### Work order
For the entries below, report every line that includes the word "awning".
Top of Dataset
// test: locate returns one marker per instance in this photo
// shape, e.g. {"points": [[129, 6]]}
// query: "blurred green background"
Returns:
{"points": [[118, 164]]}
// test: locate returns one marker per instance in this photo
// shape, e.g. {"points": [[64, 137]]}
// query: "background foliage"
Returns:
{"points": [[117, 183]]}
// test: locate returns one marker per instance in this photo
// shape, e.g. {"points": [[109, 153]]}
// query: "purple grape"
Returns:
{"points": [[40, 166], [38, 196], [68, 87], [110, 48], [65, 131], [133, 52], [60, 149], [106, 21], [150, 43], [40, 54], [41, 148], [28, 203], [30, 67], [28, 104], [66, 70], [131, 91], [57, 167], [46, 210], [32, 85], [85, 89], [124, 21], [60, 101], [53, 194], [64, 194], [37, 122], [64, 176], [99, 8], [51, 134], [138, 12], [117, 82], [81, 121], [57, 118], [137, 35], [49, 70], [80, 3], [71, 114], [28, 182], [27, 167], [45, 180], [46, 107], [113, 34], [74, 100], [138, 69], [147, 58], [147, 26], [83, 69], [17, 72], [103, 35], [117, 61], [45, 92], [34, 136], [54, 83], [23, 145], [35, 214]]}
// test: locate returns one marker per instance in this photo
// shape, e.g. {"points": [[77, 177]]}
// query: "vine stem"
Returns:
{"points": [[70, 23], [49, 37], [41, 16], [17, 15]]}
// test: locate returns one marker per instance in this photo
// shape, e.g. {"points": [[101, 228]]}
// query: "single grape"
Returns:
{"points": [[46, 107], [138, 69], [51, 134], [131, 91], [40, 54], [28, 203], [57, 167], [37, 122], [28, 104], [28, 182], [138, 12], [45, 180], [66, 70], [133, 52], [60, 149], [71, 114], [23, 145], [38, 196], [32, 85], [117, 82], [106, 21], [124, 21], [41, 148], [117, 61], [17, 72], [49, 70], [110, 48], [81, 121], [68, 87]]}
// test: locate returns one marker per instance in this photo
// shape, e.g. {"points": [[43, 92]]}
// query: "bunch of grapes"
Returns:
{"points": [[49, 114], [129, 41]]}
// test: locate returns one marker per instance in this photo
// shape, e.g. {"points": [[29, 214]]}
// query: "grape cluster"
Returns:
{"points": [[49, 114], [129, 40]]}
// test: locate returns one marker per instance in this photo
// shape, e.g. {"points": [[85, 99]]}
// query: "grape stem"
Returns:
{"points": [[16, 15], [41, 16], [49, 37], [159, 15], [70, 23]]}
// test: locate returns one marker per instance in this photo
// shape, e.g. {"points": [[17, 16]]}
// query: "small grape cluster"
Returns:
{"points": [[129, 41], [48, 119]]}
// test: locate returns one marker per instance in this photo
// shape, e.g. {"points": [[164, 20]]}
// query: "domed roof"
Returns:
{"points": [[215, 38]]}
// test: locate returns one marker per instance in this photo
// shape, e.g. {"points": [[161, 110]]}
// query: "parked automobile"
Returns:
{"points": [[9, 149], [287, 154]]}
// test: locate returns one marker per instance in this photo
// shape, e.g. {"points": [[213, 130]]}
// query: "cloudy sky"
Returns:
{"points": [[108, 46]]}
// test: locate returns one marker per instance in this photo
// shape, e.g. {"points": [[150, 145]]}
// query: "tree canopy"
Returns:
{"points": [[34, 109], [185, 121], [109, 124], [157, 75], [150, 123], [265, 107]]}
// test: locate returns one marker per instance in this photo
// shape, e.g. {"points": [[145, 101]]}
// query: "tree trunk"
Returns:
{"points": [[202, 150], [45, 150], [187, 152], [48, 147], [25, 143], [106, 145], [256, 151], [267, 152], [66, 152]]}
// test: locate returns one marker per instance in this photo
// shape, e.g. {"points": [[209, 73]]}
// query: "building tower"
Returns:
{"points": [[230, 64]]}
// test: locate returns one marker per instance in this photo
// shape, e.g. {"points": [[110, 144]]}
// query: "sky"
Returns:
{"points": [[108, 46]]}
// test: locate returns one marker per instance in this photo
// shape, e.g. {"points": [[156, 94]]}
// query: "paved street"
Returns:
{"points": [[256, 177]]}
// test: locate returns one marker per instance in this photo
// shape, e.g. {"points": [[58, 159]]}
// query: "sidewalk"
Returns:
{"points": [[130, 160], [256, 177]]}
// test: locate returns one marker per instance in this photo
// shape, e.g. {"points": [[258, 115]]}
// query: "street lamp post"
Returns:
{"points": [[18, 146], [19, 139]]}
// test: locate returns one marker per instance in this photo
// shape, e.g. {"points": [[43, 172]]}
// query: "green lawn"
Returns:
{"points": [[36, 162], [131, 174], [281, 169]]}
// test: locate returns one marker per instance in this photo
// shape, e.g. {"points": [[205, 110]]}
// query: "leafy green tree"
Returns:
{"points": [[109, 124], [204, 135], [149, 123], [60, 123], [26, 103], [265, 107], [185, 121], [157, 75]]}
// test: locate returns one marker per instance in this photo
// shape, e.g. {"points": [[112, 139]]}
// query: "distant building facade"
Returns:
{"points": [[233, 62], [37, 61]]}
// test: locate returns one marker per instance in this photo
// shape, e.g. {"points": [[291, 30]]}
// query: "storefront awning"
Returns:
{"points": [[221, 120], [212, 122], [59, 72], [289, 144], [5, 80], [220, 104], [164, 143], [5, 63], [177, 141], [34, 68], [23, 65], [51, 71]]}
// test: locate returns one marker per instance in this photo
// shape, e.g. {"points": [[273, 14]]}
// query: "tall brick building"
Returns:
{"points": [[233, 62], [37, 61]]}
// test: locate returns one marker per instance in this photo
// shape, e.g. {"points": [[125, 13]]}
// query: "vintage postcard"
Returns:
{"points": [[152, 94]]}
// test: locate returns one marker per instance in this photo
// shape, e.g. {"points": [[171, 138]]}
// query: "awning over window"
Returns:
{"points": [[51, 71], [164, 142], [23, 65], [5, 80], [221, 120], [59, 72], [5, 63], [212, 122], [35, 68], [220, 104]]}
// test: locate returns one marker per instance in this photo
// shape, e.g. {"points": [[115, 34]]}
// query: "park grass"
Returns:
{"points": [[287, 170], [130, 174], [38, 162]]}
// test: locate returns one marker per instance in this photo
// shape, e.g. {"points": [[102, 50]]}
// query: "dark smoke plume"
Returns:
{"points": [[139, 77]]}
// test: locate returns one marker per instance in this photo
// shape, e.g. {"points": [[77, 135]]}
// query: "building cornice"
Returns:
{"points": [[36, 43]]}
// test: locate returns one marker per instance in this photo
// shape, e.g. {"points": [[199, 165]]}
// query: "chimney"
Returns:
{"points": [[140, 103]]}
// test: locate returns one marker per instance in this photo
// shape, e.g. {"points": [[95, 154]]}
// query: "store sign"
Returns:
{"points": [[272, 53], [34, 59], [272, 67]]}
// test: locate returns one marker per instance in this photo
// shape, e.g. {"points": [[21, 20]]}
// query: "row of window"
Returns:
Bottom of Dataset
### Written answer
// query: "storefront awning"
// query: "awning over window"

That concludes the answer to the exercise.